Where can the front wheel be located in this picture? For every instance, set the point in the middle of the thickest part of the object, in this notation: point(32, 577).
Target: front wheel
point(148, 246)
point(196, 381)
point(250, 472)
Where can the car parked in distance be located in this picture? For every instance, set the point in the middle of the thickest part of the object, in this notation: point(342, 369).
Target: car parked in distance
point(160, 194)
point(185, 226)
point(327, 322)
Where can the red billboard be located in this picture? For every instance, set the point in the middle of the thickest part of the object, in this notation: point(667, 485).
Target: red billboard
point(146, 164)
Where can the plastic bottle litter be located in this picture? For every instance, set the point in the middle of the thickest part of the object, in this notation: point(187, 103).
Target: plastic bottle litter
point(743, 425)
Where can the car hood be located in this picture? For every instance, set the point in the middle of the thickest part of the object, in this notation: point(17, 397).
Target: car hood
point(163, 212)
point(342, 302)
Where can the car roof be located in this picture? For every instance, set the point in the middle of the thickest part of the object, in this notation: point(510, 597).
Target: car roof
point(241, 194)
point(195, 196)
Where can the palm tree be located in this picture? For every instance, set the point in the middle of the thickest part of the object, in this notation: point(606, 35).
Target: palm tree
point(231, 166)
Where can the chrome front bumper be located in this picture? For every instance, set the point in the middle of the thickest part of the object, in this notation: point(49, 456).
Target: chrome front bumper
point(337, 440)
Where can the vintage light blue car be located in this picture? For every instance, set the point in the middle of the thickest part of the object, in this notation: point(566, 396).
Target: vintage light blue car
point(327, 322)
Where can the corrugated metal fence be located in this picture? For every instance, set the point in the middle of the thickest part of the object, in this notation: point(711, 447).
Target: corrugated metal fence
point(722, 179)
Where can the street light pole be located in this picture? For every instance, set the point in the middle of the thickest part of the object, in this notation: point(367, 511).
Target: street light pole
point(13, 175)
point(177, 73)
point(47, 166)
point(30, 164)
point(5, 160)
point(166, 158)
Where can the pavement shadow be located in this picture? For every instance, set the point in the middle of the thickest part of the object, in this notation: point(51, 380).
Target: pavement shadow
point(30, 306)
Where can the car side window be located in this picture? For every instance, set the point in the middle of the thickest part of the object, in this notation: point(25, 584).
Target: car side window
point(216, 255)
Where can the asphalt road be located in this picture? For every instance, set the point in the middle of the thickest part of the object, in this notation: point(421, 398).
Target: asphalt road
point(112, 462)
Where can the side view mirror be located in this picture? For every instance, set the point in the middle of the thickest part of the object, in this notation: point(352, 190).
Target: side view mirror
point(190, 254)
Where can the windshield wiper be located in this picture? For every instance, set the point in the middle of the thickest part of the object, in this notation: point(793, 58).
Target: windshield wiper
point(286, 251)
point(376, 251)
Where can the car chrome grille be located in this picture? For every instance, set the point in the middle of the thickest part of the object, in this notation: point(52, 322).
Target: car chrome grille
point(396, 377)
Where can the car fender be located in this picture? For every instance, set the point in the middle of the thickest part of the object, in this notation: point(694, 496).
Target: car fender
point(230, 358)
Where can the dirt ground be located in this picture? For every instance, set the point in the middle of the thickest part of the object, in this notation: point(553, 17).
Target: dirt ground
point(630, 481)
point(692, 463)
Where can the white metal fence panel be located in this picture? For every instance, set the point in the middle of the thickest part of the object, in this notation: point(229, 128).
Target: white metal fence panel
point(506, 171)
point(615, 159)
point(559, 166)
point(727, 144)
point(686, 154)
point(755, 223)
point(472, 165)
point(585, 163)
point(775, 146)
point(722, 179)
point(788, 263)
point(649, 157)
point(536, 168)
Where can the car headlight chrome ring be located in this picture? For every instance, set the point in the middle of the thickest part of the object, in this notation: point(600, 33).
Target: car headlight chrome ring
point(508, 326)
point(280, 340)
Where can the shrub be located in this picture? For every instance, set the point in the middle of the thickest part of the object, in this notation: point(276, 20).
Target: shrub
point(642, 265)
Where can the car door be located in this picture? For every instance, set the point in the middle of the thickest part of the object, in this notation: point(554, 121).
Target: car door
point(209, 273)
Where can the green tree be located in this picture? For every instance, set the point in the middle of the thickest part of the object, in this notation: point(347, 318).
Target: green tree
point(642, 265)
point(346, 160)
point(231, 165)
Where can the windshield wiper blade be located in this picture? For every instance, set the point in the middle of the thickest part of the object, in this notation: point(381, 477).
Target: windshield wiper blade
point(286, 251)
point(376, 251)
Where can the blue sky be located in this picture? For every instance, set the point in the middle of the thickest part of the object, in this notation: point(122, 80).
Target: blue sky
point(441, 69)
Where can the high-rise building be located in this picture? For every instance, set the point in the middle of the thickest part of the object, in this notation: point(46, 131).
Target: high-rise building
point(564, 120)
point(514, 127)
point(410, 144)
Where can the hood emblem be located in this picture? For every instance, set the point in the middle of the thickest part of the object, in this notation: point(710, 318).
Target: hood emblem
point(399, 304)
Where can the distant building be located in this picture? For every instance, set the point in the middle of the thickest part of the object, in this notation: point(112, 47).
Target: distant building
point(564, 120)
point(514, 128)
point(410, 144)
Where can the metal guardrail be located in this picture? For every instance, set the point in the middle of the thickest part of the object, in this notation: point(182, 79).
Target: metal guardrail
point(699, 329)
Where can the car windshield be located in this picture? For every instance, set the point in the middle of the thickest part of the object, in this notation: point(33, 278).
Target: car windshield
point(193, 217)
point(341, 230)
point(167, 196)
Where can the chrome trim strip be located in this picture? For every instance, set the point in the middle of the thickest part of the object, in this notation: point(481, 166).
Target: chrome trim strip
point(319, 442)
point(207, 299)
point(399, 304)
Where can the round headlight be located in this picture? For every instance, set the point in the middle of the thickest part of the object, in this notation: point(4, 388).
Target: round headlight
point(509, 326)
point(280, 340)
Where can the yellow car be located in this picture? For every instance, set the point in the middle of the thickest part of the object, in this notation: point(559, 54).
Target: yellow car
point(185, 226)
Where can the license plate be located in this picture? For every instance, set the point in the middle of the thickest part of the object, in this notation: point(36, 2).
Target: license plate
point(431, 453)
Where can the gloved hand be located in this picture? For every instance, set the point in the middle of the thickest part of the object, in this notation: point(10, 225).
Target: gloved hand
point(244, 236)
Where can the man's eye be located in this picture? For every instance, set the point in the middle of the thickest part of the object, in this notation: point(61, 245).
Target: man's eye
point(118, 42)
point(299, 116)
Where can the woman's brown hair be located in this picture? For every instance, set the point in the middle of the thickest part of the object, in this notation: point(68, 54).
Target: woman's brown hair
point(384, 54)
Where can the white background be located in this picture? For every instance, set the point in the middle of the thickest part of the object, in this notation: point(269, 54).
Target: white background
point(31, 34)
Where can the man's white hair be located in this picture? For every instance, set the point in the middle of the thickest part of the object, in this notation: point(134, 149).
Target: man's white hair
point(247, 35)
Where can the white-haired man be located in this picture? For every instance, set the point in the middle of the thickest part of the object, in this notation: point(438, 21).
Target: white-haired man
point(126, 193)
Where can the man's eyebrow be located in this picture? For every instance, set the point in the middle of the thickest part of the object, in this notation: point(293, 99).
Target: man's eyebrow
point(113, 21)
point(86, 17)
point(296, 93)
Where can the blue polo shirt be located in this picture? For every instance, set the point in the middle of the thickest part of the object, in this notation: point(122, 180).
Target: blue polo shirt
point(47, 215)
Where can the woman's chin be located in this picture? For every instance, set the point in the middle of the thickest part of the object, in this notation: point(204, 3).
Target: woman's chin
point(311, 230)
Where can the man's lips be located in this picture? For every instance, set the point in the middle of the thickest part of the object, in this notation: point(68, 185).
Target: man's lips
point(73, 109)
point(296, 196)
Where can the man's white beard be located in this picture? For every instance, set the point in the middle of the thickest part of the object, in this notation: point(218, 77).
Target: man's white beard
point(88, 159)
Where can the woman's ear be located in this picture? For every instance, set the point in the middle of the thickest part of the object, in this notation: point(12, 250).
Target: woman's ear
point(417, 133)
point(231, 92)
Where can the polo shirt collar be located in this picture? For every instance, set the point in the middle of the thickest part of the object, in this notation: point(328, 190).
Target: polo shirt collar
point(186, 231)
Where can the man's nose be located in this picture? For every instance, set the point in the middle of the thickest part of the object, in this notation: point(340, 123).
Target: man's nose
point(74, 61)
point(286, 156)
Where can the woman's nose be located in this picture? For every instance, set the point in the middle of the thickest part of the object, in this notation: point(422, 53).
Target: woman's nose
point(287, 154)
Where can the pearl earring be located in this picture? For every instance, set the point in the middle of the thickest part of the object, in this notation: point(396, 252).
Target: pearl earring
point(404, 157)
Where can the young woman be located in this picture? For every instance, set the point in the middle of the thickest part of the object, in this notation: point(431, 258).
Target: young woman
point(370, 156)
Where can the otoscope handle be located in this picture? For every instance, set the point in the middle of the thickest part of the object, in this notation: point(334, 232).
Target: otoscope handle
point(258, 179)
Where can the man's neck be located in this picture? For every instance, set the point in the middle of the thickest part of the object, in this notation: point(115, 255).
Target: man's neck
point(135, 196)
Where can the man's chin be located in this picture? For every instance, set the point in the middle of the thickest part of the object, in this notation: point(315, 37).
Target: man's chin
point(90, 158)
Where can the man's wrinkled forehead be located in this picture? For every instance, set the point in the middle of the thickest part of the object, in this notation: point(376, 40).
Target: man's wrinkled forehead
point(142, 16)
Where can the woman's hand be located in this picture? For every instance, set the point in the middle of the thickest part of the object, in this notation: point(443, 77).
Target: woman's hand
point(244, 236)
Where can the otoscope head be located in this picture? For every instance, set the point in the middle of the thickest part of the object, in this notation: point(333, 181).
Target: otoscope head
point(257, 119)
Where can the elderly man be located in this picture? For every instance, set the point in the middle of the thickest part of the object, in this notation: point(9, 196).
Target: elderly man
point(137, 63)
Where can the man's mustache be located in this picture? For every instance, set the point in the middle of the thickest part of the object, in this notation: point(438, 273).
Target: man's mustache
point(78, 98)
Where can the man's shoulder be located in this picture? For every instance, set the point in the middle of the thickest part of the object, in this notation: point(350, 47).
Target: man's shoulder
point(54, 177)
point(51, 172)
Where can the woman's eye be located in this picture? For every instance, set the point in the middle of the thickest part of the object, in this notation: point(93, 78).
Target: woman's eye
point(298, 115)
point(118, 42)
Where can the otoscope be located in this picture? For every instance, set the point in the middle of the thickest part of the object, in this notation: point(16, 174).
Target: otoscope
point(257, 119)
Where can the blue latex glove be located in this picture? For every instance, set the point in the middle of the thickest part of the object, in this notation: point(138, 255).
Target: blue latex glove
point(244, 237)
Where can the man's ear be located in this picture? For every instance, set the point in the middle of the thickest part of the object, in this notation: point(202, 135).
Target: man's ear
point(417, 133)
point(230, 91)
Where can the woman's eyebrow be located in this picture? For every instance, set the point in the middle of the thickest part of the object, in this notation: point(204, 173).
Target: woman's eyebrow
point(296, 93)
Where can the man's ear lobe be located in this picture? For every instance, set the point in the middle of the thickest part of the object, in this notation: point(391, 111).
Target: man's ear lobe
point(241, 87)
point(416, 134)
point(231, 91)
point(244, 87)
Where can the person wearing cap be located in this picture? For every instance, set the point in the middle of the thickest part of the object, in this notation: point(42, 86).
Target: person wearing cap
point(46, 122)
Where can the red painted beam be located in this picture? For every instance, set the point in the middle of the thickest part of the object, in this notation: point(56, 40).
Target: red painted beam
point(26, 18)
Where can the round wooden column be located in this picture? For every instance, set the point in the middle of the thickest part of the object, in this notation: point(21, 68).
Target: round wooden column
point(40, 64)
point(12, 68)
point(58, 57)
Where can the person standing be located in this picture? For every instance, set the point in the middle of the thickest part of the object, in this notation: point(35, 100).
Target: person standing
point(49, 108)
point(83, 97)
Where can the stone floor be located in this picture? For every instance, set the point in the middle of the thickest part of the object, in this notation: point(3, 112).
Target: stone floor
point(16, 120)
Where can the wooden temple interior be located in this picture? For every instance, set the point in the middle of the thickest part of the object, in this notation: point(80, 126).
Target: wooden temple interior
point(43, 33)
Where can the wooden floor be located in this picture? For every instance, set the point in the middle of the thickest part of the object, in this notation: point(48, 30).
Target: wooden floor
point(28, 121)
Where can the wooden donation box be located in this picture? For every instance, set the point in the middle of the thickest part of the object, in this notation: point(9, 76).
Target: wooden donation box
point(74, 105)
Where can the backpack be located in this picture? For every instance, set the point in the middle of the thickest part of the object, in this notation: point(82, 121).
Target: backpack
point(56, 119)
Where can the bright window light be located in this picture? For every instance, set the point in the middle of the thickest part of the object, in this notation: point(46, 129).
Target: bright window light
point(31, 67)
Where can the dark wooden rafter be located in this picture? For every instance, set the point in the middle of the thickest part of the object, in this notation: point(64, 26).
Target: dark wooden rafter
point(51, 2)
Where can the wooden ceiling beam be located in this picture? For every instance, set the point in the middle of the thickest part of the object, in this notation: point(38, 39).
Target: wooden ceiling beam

WHAT IS EXPECTED:
Scale the data from the line with "Where can the wooden donation" up to and including the last line: write those lines out again in full, requests included, with every coordinate in the answer points multiplied by 1.2 and rounded to a whole number, halves up. Leave the numbers in the requests and their format samples unchanged.

COMPLETED TASK:
Where can the wooden donation box be located in this picture? For every instance, set the point in the middle of the thickest part of the object, in this notation: point(9, 76).
Target: wooden donation box
point(89, 126)
Where can the backpack be located in this picture? For every instance, set the point in the middle of the thickest part of the object, in this notation: point(82, 121).
Target: backpack
point(67, 143)
Where can the bright window light be located in this picture? For every instance, set the point in the middle of the thickest part of the object, in this notation: point(46, 129).
Target: bright window light
point(37, 80)
Where can the dark wooden rafter be located in this picture? For every instance, set the point in the middle of the thickest part of the object, in this notation: point(64, 26).
Target: dark wooden rafter
point(61, 2)
Where can the wooden ceiling beam be located in this picture? For every instance, set the point in the middle of the thickest part of the object, in this notation: point(38, 39).
Target: wooden ceiling beam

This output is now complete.